**Exercise requirements**:
Turn every line of the data below into a numbered list, dropping any blank lines.
- - - -
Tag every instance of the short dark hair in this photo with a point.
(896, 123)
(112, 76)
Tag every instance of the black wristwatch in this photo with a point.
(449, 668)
- - - -
**Finished task**:
1. Tag every instance of the short dark hair in this photo with a point.
2. (896, 123)
3. (112, 76)
4. Tag every instance of the black wristwatch in this photo with a point.
5. (449, 668)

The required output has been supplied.